-- Work to be completed --
Rewrite the items from the start through the line containing "xmin=0 ymin=0 xmax=1288 ymax=562", requests included, offsetting every bounding-box coordinate in the answers by 147. Leave the numbers in the requests and their format samples unchanged.

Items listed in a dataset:
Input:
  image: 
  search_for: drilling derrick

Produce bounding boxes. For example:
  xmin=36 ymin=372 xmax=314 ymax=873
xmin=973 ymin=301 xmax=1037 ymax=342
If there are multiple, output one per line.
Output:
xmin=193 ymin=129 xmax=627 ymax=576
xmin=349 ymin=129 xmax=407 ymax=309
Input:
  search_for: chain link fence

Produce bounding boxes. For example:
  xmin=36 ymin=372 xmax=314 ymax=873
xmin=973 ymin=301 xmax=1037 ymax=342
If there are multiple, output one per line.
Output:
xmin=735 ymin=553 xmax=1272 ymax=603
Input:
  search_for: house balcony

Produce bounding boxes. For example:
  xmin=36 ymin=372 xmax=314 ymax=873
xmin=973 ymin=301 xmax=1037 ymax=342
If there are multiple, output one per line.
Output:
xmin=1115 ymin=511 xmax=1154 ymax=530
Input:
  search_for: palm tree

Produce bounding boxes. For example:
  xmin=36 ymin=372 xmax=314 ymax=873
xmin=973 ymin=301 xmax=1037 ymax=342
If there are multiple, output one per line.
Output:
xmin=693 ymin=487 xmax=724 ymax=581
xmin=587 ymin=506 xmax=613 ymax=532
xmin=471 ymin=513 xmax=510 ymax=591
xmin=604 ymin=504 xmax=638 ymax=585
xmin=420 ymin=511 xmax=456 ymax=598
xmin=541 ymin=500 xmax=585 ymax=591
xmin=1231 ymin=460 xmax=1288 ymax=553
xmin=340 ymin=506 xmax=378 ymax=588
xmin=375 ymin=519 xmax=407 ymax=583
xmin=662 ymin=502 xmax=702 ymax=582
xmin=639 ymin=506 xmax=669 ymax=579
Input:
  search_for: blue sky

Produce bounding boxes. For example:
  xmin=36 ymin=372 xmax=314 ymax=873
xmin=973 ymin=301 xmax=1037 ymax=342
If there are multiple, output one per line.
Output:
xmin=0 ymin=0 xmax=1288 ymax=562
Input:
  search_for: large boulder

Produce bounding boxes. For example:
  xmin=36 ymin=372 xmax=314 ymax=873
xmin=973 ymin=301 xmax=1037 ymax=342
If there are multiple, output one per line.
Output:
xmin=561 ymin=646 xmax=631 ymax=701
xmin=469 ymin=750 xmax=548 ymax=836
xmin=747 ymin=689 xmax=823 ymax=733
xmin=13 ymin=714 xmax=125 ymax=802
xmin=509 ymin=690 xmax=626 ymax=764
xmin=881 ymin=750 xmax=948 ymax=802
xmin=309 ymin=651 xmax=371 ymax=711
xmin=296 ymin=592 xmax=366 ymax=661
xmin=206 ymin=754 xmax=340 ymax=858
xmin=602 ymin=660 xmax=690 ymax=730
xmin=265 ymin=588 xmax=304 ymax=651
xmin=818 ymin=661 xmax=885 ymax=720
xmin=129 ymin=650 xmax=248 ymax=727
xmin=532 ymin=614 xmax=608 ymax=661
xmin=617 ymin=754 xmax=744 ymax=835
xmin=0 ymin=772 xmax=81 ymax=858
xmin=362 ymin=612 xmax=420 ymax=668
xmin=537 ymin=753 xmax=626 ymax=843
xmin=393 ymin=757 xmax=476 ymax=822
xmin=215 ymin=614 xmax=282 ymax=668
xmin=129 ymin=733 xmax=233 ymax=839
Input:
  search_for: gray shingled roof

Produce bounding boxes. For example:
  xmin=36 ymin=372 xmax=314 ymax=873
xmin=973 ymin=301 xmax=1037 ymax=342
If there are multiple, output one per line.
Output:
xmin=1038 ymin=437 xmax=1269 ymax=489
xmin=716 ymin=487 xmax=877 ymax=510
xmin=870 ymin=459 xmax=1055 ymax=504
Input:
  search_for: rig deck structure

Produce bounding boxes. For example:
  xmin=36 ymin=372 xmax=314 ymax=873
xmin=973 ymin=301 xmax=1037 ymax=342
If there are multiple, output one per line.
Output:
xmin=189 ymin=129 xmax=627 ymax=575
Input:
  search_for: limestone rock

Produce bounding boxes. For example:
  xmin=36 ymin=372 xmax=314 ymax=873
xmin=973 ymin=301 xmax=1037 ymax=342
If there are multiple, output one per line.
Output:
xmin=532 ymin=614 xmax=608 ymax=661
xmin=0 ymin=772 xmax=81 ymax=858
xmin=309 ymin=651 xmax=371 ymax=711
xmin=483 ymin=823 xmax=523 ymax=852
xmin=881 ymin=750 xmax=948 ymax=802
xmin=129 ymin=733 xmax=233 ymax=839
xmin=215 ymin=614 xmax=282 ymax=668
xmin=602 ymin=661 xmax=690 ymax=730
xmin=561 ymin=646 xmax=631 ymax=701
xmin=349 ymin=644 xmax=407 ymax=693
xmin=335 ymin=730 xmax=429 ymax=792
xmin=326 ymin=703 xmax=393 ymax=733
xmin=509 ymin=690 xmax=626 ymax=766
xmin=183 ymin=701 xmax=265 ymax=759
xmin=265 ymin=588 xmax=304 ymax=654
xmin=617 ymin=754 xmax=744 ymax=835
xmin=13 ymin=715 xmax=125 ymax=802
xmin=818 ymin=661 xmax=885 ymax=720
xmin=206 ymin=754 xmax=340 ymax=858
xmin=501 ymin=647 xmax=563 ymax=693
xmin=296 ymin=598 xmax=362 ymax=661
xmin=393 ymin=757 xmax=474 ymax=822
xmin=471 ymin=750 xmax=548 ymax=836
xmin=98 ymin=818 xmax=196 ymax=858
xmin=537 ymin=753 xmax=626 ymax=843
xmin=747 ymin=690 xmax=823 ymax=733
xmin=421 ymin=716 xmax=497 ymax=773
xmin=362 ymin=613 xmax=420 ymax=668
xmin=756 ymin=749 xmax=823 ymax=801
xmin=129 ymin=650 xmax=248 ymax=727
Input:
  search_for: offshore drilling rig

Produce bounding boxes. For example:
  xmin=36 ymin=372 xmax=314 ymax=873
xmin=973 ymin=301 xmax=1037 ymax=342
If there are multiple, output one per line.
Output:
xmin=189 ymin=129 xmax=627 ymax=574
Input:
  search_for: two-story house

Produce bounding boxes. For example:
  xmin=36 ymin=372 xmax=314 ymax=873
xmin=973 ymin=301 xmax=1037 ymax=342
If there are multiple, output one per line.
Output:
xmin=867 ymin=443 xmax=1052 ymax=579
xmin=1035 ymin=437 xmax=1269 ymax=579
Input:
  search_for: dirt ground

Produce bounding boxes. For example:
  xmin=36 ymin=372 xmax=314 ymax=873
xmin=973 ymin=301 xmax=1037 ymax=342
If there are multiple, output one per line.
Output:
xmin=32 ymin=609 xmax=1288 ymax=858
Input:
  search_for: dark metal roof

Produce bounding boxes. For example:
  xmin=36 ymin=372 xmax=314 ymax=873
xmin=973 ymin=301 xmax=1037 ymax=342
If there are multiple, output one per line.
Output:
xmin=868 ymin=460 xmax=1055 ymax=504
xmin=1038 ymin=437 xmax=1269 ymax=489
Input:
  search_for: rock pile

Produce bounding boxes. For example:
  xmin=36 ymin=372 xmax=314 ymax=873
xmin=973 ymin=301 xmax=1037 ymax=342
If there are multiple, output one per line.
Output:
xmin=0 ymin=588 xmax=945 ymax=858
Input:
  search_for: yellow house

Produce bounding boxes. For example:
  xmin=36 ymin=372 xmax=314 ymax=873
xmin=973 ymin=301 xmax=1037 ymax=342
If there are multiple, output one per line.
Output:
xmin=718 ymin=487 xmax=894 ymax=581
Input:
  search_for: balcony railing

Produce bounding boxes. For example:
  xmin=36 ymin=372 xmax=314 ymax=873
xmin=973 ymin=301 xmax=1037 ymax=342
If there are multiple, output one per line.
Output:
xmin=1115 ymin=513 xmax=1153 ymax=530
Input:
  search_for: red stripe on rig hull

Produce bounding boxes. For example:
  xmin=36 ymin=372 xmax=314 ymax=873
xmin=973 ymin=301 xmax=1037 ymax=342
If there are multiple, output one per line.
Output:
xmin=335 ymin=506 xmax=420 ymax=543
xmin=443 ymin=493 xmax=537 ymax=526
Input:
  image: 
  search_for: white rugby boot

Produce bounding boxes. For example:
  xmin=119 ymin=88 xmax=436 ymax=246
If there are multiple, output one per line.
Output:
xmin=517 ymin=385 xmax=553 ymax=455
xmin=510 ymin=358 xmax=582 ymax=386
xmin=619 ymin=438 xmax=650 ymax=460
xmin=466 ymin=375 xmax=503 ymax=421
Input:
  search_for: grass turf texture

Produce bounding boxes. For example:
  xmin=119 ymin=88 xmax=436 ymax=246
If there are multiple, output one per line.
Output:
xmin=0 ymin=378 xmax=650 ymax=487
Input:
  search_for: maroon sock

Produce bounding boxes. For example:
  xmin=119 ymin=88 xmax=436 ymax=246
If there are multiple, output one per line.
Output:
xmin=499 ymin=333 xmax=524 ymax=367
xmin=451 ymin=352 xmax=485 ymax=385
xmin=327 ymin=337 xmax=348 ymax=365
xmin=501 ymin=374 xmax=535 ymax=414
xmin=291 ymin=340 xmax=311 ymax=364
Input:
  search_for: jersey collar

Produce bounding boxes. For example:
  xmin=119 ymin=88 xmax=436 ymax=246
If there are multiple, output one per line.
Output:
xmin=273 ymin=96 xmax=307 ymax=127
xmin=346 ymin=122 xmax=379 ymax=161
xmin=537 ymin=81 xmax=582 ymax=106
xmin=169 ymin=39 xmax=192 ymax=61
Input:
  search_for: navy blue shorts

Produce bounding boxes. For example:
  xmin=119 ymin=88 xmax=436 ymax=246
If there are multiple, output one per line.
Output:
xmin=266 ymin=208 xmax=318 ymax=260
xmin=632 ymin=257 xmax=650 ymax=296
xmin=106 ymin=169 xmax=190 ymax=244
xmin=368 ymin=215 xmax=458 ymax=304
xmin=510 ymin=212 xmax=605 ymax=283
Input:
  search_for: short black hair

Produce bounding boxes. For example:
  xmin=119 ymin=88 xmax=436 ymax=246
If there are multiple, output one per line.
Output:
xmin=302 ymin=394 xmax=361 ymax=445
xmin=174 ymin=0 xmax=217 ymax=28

-- Written response --
Input:
  image: 
  search_for: drilling derrick

Produce bounding boxes. For example:
  xmin=36 ymin=372 xmax=314 ymax=873
xmin=973 ymin=301 xmax=1037 ymax=342
If there are multiple, output one per line.
Output:
xmin=340 ymin=276 xmax=774 ymax=723
xmin=496 ymin=276 xmax=554 ymax=456
Input:
  search_for: chain link fence

Produce bounding boxes. For example:
  xmin=36 ymin=372 xmax=314 ymax=873
xmin=973 ymin=301 xmax=1037 ymax=342
If there are multiple, output one per line.
Output:
xmin=882 ymin=700 xmax=1419 ymax=750
Input:
  search_for: house balcony

Produce bounding boxes. For example:
  xmin=36 ymin=372 xmax=314 ymax=873
xmin=973 ymin=301 xmax=1037 ymax=342
If there are multiple, output one per line.
Output:
xmin=1262 ymin=658 xmax=1301 ymax=677
Input:
  search_for: palm tree

Produce bounding boxes. For example:
  xmin=36 ymin=372 xmax=314 ymax=873
xmin=973 ymin=301 xmax=1037 ymax=342
If there are multiple, output one per line.
Output:
xmin=840 ymin=634 xmax=871 ymax=728
xmin=734 ymin=653 xmax=760 ymax=679
xmin=618 ymin=660 xmax=657 ymax=738
xmin=751 ymin=651 xmax=785 ymax=732
xmin=567 ymin=658 xmax=603 ymax=745
xmin=688 ymin=647 xmax=732 ymax=738
xmin=1378 ymin=607 xmax=1435 ymax=700
xmin=487 ymin=653 xmax=525 ymax=735
xmin=522 ymin=666 xmax=554 ymax=730
xmin=809 ymin=649 xmax=849 ymax=729
xmin=786 ymin=653 xmax=816 ymax=726
Input:
  search_for: blue sky

Produce bounding boxes. For example:
  xmin=36 ymin=372 xmax=314 ymax=873
xmin=973 ymin=301 xmax=1037 ymax=342
If there are multiple, output one per line.
Output:
xmin=147 ymin=147 xmax=1435 ymax=709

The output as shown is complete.